Text extract →
* START *

WHEN the global warming catastrophe movie The Day After Tomorrow was released in 2004, climate scientists found themselves in the unenviable position of having to put the facts in the way of a good story. The premise of the film is that climate change causes the Gulf Stream to shut down abruptly, plunging the northern hemisphere into a sudden and catastrophic ice age. Although loosely based on science, the deep-freeze scenario is wildly implausible and scientists queued up to pour cold water on it. “It is safe to say that global warming will not lead to the onset of a new ice age,” two distinguished climate scientists wrote in the journal Science.
In a curious instance of life imitating art, scientific anxiety about the Gulf Stream also had cold water poured on it around the same time. The idea that the North Atlantic current – a northern extension of the Gulf Stream – could shut down was first proposed in 1961. By the late 1990s, the scientific consensus was that it had stopped in the past and could do so again, possibly with disastrous consequences – albeit not overnight.
Gulf Stream anxiety reached its apogee in 2005 when scientists at the University of Southampton, UK, discovered that the North Atlantic current had weakened by a third. But follow-up measurements by the same team showed no clear trend. In 2006, the science was clear enough for New Scientist to declare: “No new ice age for western Europe.”

* END *

Tasks to perform →
a – Check each statement against the Gulf Stream passage and answer yes or no, quoting the words of the passage that settle it. (i) The Day After Tomorrow came out in 2004. (ii) The idea that the North Atlantic current could shut down was first proposed in 1971. (iii) Follow-up measurements by the Southampton team confirmed that the current was weakening.
b – According to the Gulf Stream passage, by how much did scientists at the University of Southampton find the North Atlantic current had weakened?
c – Carry on the Gulf Stream passage from its final sentence.

Information provided →
* START *

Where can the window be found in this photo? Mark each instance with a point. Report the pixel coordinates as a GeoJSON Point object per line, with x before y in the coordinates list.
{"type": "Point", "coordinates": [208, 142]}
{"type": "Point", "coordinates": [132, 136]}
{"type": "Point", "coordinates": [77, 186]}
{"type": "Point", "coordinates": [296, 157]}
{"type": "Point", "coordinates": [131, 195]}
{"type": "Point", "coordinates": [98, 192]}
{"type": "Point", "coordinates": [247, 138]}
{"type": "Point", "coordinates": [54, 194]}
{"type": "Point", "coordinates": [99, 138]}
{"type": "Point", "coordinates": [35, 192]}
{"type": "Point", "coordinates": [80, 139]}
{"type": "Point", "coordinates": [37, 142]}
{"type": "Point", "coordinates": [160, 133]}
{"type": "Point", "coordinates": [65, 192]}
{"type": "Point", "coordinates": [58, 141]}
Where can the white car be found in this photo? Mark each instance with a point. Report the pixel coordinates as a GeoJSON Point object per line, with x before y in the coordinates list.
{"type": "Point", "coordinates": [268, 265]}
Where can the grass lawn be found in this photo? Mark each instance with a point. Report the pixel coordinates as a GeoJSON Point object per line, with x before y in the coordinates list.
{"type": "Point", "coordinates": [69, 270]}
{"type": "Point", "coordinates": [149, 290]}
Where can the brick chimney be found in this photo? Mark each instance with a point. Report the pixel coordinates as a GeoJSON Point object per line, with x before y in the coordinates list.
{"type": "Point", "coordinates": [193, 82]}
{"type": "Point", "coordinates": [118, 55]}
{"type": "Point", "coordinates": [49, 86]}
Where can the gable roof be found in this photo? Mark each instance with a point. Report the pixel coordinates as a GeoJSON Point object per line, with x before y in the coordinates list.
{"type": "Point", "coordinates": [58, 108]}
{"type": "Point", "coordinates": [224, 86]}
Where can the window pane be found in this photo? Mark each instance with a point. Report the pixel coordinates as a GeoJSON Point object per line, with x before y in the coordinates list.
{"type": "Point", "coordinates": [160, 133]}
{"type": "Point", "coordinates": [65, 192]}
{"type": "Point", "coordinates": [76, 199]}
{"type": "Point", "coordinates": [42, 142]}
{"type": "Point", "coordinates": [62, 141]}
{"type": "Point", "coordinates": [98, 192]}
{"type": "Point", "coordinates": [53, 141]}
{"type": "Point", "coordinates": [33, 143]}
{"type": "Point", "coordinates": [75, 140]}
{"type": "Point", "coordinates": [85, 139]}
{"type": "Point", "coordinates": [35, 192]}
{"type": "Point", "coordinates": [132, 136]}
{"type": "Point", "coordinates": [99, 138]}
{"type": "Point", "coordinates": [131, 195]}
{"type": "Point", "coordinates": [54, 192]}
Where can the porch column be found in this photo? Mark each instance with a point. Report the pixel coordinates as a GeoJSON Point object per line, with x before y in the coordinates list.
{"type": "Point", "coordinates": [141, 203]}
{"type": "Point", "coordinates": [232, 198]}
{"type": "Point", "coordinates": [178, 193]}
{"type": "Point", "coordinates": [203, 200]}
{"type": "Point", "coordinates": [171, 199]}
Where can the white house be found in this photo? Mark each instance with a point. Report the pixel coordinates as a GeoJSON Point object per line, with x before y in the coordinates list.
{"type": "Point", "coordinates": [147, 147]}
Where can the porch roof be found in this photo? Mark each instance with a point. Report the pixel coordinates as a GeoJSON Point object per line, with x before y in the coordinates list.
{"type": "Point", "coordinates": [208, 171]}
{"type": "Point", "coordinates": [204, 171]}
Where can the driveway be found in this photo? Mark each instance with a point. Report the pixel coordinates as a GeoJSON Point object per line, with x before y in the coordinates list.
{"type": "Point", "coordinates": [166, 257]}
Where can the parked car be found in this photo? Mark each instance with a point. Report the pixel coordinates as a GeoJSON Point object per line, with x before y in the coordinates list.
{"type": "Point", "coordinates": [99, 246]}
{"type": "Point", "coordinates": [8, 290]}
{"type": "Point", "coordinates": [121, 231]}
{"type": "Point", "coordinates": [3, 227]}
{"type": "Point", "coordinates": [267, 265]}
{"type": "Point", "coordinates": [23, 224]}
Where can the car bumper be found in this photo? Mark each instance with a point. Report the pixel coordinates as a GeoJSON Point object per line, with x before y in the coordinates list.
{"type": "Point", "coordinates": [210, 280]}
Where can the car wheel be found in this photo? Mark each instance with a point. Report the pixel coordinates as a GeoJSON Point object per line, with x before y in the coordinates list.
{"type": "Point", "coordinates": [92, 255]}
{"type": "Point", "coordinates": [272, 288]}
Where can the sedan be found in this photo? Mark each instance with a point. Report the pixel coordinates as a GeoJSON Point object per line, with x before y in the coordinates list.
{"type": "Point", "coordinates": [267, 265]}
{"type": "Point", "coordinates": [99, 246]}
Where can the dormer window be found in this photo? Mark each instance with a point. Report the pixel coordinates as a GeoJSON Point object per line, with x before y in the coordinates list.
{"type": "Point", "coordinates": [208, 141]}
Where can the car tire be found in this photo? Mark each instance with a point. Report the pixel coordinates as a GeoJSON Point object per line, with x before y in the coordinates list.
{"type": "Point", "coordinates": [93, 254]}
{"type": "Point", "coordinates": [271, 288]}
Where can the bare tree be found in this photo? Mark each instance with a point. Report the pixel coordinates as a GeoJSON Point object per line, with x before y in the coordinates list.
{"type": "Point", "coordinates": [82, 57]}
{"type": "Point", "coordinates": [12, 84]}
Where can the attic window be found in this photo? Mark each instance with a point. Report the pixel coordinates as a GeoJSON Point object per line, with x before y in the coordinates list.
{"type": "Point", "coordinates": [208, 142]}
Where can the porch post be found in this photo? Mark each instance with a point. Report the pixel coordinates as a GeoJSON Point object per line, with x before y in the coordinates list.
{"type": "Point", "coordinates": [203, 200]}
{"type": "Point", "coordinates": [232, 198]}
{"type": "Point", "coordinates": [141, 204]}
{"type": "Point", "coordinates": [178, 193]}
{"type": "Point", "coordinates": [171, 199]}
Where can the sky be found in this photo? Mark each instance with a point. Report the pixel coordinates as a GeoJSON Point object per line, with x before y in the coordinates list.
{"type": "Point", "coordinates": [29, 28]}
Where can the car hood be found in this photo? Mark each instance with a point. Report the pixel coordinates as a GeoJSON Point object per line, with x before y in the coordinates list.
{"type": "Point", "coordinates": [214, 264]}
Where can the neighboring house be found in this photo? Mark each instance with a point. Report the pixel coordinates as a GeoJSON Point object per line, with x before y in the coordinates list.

* END *

Outputs →
a –
(i) Yes: "was released in 2004."
(ii) No: "was first proposed in 1961."
(iii) No: "follow-up measurements by the same team showed no clear trend."

b – By a third.

c –
“Recent reports of a winter heatwave in the Arctic suggest that all is not well in the far north”
This is science at its best: hypothesis testing through the careful accumulation of data, and a willingness to change one’s mind when the evidence demands it. In fact, the change of consensus over the Gulf Stream is a good counterargument to climate deniers’ claim that climate science is policed by a rigid and alarmist orthodoxy.
But science is never settled and the fate of the North Atlantic current is back on the agenda. New findings from the Irminger Sea south of Greenland suggest that fresh water from melting ice is impeding the normal ocean currents, reigniting fears that the system is heading towards an irreversible tipping point (see “Polar melt may shut down the Atlantic current that warms Europe”).
There is nowhere near enough data to suggest another U-turn is on the cards. But it tells us that the situation in the North Atlantic still requires careful monitoring. It also reminds us that climate change is a developing and worsening situation. The Gulf Stream may have been stable in 2006, but since then we have spent more than a decade recklessly pouring greenhouse gases into the atmosphere.
Recent reports of a winter heatwave in the Arctic, with daily mean temperatures 20°C warmer than average, suggest that all is not well in the far north. The related polar freeze that struck Europe and North America brings home the fact that we live in an interconnected world and that what happens in the Arctic doesn’t stay there. That weather could yet prove to be an anomaly, but could also be the new normal. The Day After Tomorrow remains a wild exaggeration, but life in the northern hemisphere may soon become a lot less comfortable than it was.
This article appeared in print under the headline “Trouble at the top”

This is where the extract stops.